Problems and tasks »
**A)** From the Suren Nalbandyan biography, reproduce word for word the stretch from "Suren Nalbandyan (, born" through "1974 among junior.".
**B)** List every distinct year mentioned in the Suren Nalbandyan biography.
**C)** Extend the Suren Nalbandyan biography onward from its final sentence.

-------- Source document --------

Suren Nalbandyan (, born June 3, 1956) is a former Soviet Armenian Greco-Roman wrestler. He is a five-time Soviet Champion, European Champion and Olympic Champion. He was awarded the Honoured Master of Sports of the USSR and USSR Badge of Honor titles in 1976.

Early life
Suren was born in the village of Geghard in the Abovyan region of the Armenian SSR. In 1964, his family moved to Astrakhan, where, in 1969, he began to compete in Greco-Roman wrestling under the leadership of Honored Coach of the RSFSR, Vladimir Fomin. He won the USSR Championship in 1972 and 1974 among junior.

Career
In 1975, Nalbandyan won the USSR Championship as a senior and won a gold medal at the Junior World Championship. In 1976, he won the Championship of the Soviet Union again and became a member of the USSR national Greco-Roman wrestling team.

-------- Items --------

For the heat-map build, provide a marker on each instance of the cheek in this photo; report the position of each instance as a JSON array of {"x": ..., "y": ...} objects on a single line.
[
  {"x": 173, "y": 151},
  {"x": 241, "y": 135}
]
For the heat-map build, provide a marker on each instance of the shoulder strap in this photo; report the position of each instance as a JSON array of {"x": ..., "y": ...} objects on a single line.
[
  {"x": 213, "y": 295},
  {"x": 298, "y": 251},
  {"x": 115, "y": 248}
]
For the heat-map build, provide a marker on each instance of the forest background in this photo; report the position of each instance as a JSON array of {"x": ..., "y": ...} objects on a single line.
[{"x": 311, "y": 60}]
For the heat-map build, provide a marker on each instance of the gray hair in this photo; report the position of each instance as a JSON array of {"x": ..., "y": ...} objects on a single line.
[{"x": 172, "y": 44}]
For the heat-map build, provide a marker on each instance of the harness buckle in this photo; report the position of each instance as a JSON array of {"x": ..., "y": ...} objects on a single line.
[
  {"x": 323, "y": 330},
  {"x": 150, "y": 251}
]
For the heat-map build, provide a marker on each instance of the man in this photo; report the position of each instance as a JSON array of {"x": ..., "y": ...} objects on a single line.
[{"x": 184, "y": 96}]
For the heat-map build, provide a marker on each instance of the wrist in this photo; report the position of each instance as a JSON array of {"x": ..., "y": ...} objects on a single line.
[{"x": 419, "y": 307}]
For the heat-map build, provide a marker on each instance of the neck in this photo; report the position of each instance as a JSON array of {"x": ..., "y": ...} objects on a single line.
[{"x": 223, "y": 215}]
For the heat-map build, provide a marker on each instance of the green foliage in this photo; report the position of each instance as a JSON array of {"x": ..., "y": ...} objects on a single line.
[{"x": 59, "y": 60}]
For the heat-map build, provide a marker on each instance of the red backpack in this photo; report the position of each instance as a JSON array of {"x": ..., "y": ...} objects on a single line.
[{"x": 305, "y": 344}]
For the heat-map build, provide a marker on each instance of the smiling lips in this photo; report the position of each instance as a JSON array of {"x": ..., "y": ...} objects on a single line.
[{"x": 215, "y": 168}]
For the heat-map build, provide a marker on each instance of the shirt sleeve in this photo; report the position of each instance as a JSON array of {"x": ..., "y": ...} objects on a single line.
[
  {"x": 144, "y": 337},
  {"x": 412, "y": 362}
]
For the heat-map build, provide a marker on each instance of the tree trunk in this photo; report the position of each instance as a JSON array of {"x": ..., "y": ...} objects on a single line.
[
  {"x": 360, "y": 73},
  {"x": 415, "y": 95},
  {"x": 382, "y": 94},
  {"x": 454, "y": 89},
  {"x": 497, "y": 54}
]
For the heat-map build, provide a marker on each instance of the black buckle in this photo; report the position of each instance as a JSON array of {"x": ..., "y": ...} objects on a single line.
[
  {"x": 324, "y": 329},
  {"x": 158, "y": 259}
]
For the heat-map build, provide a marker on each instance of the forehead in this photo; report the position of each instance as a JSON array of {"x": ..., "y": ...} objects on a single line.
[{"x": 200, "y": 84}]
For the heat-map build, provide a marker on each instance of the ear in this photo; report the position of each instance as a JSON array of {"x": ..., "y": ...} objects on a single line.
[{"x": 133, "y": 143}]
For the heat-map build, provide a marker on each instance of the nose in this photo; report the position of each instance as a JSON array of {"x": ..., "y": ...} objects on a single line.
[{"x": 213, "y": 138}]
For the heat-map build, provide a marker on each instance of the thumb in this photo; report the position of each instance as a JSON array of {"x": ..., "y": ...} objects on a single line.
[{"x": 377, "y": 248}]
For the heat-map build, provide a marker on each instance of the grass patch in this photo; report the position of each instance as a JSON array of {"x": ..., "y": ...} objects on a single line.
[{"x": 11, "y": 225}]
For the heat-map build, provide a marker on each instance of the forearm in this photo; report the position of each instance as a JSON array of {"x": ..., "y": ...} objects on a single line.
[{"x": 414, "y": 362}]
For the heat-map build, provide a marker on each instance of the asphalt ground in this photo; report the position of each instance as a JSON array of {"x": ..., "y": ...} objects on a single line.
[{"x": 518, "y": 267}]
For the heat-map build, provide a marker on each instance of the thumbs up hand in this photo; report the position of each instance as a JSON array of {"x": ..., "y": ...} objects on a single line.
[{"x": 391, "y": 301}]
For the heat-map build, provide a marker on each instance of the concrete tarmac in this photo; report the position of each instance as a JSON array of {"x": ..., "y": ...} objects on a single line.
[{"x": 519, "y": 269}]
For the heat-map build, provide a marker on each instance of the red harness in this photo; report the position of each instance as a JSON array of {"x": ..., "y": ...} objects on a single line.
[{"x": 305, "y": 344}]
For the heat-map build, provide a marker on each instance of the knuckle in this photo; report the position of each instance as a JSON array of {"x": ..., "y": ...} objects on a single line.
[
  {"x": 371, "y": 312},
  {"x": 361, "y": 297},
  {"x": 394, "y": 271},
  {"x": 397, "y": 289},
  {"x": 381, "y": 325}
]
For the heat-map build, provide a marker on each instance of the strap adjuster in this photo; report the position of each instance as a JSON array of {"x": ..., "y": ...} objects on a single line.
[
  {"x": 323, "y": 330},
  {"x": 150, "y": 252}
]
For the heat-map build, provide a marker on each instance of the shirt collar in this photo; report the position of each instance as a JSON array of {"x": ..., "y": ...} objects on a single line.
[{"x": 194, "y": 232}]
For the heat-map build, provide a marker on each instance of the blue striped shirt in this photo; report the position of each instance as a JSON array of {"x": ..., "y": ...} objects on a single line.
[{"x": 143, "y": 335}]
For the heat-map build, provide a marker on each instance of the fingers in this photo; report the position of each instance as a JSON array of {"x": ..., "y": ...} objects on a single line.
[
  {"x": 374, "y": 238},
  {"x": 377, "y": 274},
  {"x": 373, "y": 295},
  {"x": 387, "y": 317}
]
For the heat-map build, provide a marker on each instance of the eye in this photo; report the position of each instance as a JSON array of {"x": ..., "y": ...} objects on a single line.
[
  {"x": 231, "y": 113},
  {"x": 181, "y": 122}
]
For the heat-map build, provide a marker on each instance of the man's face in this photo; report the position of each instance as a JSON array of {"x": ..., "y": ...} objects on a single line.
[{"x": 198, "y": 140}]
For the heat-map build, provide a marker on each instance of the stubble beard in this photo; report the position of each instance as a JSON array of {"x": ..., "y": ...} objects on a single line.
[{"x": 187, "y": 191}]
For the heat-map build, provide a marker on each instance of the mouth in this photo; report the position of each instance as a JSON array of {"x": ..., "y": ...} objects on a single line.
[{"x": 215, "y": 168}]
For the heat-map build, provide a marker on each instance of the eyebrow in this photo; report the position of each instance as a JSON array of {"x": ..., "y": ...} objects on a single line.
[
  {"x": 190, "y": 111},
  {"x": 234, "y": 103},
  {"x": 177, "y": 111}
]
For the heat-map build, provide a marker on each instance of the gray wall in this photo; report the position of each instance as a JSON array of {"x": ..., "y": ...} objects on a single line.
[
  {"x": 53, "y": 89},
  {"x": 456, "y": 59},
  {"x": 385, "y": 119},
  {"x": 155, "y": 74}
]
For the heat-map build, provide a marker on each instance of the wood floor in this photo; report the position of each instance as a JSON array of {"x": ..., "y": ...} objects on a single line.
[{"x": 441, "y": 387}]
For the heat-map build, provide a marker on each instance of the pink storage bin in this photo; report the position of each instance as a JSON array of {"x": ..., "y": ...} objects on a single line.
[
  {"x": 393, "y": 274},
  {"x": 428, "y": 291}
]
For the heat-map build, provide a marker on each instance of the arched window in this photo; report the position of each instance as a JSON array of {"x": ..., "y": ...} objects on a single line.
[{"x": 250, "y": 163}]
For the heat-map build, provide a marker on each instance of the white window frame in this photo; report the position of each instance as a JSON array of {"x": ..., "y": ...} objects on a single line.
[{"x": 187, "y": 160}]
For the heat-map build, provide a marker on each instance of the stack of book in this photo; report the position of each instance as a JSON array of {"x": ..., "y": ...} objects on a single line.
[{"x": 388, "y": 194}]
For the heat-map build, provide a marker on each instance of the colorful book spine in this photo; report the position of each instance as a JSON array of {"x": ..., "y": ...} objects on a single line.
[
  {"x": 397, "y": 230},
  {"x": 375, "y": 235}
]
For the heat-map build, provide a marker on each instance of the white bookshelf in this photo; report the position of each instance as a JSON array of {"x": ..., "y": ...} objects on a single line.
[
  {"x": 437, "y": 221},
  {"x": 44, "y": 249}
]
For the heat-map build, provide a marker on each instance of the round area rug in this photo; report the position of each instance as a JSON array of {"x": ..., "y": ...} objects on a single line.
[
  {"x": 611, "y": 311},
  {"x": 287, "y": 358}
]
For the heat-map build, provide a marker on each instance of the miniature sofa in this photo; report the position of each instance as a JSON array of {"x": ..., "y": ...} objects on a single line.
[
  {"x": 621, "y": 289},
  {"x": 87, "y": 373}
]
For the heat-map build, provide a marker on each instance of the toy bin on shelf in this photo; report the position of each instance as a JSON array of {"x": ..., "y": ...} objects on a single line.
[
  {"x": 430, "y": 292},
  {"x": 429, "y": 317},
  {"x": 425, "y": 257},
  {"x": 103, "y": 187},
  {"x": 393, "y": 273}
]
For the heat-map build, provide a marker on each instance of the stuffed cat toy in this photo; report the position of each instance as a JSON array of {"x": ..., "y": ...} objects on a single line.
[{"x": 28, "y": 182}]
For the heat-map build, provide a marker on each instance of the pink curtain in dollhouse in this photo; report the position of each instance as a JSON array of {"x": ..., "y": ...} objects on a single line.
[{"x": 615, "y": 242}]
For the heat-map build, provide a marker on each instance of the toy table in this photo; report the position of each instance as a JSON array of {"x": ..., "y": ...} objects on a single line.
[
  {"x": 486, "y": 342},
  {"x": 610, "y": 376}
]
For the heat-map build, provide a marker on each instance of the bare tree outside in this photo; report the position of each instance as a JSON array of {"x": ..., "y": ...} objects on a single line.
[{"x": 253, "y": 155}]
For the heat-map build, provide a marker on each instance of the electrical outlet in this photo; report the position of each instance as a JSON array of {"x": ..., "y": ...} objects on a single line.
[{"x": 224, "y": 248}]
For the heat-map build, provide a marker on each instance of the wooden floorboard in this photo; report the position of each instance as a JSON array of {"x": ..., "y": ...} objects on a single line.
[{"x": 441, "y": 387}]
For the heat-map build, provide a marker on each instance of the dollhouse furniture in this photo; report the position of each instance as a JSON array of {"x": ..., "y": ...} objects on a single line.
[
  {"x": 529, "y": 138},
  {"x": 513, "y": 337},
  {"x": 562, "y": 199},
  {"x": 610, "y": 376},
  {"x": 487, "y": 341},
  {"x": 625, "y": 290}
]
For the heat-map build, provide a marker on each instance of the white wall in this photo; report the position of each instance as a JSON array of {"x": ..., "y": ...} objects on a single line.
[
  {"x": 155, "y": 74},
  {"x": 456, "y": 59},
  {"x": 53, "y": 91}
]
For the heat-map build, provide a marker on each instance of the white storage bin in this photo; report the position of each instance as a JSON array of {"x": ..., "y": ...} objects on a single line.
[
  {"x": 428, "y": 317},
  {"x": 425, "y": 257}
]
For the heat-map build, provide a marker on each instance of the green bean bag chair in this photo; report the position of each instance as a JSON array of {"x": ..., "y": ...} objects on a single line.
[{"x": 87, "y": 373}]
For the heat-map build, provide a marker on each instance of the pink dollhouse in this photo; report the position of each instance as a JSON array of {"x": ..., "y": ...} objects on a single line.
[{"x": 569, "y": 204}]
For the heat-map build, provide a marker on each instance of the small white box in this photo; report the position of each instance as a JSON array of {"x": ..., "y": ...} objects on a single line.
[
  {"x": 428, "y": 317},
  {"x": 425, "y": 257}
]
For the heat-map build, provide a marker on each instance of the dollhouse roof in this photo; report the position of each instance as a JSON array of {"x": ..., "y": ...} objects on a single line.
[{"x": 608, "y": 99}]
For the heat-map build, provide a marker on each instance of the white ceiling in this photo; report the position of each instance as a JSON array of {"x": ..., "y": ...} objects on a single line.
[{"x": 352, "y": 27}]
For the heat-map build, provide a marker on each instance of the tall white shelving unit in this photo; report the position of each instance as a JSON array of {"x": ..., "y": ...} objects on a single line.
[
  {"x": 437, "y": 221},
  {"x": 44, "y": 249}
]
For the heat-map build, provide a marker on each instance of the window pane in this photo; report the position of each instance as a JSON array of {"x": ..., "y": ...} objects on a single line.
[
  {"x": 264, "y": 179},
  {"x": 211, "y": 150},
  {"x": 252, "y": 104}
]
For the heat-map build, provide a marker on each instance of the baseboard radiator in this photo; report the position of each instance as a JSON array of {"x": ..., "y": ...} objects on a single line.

--------

Responses by task »
**A)**
Suren Nalbandyan (, born June 3, 1956) is a former Soviet Armenian Greco-Roman wrestler. He is a five-time Soviet Champion, European Champion and Olympic Champion. He was awarded the Honoured Master of Sports of the USSR and USSR Badge of Honor titles in 1976.

Early life
Suren was born in the village of Geghard in the Abovyan region of the Armenian SSR. In 1964, his family moved to Astrakhan, where, in 1969, he began to compete in Greco-Roman wrestling under the leadership of Honored Coach of the RSFSR, Vladimir Fomin. He won the USSR Championship in 1972 and 1974 among junior.

**B)** 1956, 1964, 1969, 1972, 1974, 1975, 1976

**C)**
Nalbandyan won a bronze medal at the 1976 European Wrestling Championships. Shortly afterward, he was chosen to participate at the 1976 Summer Olympics in Montreal. Nalbandyan won an Olympic gold medal. He became the first Armenian wrestler to become an Olympic Champion. The following year, he became the Champion of the USSR again and won a gold medal at the 1977 European Wrestling Championships. He was a member of the Soviet team at the 1980 Summer Olympics in Moscow, but came in fourth place and was unable to win a medal. Nalbandyan then completed his wrestling career.

He was never called up to compete at the World Wrestling Championships despite winning the Soviet Championships five times.

Later, Nalbandyan began coaching. He developed a scientific approach to the general physical, power and speed training of young wrestlers.

References

External links
Sports-Reference.com
Interview (in Russian)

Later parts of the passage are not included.